>> Start
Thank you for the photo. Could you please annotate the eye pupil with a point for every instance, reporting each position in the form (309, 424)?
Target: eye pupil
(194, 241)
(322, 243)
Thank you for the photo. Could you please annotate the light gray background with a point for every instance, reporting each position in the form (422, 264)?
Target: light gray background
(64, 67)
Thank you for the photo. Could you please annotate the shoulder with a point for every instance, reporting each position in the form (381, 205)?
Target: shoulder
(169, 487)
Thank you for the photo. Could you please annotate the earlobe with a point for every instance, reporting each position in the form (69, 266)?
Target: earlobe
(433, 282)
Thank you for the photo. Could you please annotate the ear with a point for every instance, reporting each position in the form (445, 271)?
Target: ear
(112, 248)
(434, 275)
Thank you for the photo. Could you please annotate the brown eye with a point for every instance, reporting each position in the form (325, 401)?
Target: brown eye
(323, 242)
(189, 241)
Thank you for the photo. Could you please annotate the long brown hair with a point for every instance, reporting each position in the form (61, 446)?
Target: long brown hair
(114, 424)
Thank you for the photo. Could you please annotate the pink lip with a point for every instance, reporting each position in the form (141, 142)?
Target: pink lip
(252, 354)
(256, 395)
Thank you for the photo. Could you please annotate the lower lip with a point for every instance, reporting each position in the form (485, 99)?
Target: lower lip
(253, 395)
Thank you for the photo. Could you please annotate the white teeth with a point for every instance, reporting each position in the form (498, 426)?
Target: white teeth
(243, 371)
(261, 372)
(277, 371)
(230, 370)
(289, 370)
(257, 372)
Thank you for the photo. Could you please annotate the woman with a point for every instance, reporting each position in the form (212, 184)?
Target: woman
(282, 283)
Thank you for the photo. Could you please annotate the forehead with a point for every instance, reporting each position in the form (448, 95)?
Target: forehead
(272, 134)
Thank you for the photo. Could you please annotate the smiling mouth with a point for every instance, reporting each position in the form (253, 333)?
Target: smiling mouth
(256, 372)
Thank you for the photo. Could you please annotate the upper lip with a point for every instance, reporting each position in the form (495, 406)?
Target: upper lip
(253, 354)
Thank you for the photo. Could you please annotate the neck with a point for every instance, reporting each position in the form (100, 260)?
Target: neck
>> End
» **TASK PROMPT**:
Could you rewrite the records above as a Markdown table with two columns, Row and Line, giving each line its own numbered row and leaving out any blank lines?

» **FULL RESPONSE**:
| Row | Line |
|---|---|
| 1 | Thank you for the photo. Could you please annotate the eye pupil with a point for every instance, reporting each position in the form (309, 424)? |
| 2 | Target: eye pupil |
| 3 | (194, 241) |
| 4 | (322, 243) |
| 5 | Thank you for the photo. Could you please annotate the light gray background with a point for every instance, reporting each position in the form (422, 264)? |
| 6 | Target: light gray background |
| 7 | (64, 67) |
| 8 | Thank you for the photo. Could you please annotate the shoulder with a point for every instance, reporting each position in the form (381, 205)? |
| 9 | Target: shoulder |
| 10 | (169, 487) |
| 11 | Thank you for the photo. Could you please annotate the earlobe with a point for every instance, reporting each position in the form (69, 266)? |
| 12 | Target: earlobe |
| 13 | (433, 282) |
| 14 | Thank you for the photo. Could you please annotate the ear with a point for every instance, reporting each position in the form (445, 271)? |
| 15 | Target: ear |
| 16 | (112, 248) |
| 17 | (434, 275) |
| 18 | Thank you for the photo. Could you please annotate the brown eye with a point for every instance, reporting each position in the form (325, 401)? |
| 19 | Target: brown eye |
| 20 | (323, 242) |
| 21 | (189, 241) |
| 22 | Thank you for the photo. Could you please annotate the long brown hair with a point for every instance, reporting each position in the form (61, 446)? |
| 23 | Target: long brown hair |
| 24 | (114, 424) |
| 25 | Thank you for the photo. Could you please annotate the pink lip with a point for every instance, reporting each position in the form (141, 142)? |
| 26 | Target: pink lip |
| 27 | (252, 354) |
| 28 | (256, 395) |
| 29 | Thank you for the photo. Could you please annotate the lower lip with a point for every instance, reporting each position in the form (485, 99)? |
| 30 | Target: lower lip |
| 31 | (253, 395) |
| 32 | Thank you for the photo. Could you please annotate the white teeth with a point for every instance, reporting each position in the form (498, 426)? |
| 33 | Target: white teeth |
| 34 | (243, 371) |
| 35 | (261, 372) |
| 36 | (277, 371) |
| 37 | (230, 370) |
| 38 | (289, 370) |
| 39 | (257, 372) |
| 40 | Thank you for the photo. Could you please annotate the woman with a point for every instance, reporting each position in the form (212, 184)? |
| 41 | Target: woman |
| 42 | (282, 283) |
| 43 | Thank you for the photo. Could you please annotate the forehead with a point for every instance, reporting each position in the form (448, 95)? |
| 44 | Target: forehead |
| 45 | (272, 134) |
| 46 | Thank you for the photo. Could you please annotate the smiling mouth with a point for every instance, reporting each position in the form (253, 333)? |
| 47 | Target: smiling mouth |
| 48 | (256, 372) |
| 49 | Thank you for the photo. Could you please annotate the upper lip with a point for every instance, reporting each position in the form (495, 406)? |
| 50 | Target: upper lip |
| 51 | (253, 354) |
| 52 | Thank you for the photo. Could you please annotate the neck with a point for every instance, reporting each position in the form (100, 260)? |
| 53 | Target: neck |